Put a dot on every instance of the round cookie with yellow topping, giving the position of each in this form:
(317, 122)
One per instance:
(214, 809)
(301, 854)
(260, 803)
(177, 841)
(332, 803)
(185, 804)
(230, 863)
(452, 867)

● **ASSIGNED TASK**
Return all of the entries exactly as they were supplied.

● **SOLUTION**
Put a dot on every instance of the round cookie with yellow topping, giving the position of each in this form:
(317, 122)
One per instance:
(214, 809)
(301, 854)
(260, 803)
(177, 841)
(332, 803)
(185, 804)
(230, 863)
(452, 867)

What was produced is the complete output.